[DATASET ENTRIES]
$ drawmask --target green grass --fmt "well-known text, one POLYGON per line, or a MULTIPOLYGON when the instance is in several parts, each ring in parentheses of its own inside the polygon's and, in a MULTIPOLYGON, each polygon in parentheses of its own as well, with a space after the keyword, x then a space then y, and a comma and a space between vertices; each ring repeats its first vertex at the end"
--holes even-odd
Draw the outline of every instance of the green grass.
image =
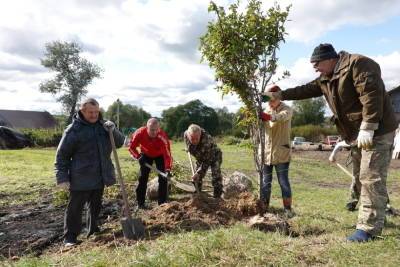
MULTIPOLYGON (((221 145, 225 173, 235 170, 257 174, 251 152, 239 146, 221 145)), ((183 144, 173 144, 173 156, 188 166, 183 144)), ((54 188, 54 150, 0 150, 0 193, 22 194, 54 188)), ((137 164, 125 148, 119 150, 123 175, 128 182, 136 179, 137 164)), ((398 266, 400 262, 400 218, 388 217, 383 239, 367 244, 345 242, 354 231, 357 213, 344 209, 350 180, 334 165, 296 155, 290 166, 294 210, 291 230, 297 235, 264 233, 238 223, 210 231, 168 233, 134 245, 87 248, 70 252, 47 252, 39 258, 23 257, 17 266, 398 266)), ((389 173, 391 202, 400 208, 398 171, 389 173)), ((255 186, 257 188, 257 186, 255 186)), ((256 190, 257 191, 257 190, 256 190)), ((36 195, 37 197, 37 195, 36 195)), ((34 198, 20 198, 28 201, 34 198)), ((11 199, 7 199, 10 201, 11 199)), ((6 204, 1 199, 0 203, 6 204)), ((8 205, 13 204, 8 202, 8 205)), ((15 204, 15 203, 14 203, 15 204)), ((272 206, 280 208, 279 185, 274 179, 272 206)))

[YOUR GOAL] Your copy should match the material above exactly, minus its pictures.

[PROBLEM SOLUTION]
$ drawmask --target green grass --fmt "well-known text, one POLYGON per line, or a MULTIPOLYGON when the instance is in several parts, each ring in parentheses of its own inside the polygon's and, in a MULTIPOLYGON, each polygon in parentheses of its own as well, with a space after the keyword, x then a space then y, and a comma and a space between vertices; each ring repeats its first vertex at the end"
--holes even-odd
Draw the outline of every instance of the green grass.
image =
MULTIPOLYGON (((221 145, 225 173, 235 170, 257 174, 251 152, 239 146, 221 145)), ((183 144, 173 144, 173 156, 188 166, 183 144)), ((54 188, 54 150, 0 150, 0 193, 22 194, 54 188)), ((137 164, 125 148, 119 150, 123 175, 128 182, 136 179, 137 164)), ((398 266, 400 262, 400 218, 388 217, 383 239, 367 244, 345 242, 354 231, 357 213, 344 209, 350 180, 334 165, 296 155, 290 166, 294 210, 291 230, 297 235, 264 233, 238 223, 210 231, 168 233, 134 245, 87 248, 70 252, 47 252, 39 258, 23 257, 17 266, 398 266)), ((389 173, 391 202, 400 208, 398 171, 389 173)), ((255 186, 257 188, 257 186, 255 186)), ((256 190, 257 191, 257 190, 256 190)), ((36 195, 37 197, 37 195, 36 195)), ((34 198, 20 198, 28 201, 34 198)), ((11 199, 7 199, 10 201, 11 199)), ((6 204, 1 199, 0 203, 6 204)), ((8 205, 13 204, 8 202, 8 205)), ((15 204, 15 203, 14 203, 15 204)), ((272 206, 280 208, 279 185, 274 179, 272 206)))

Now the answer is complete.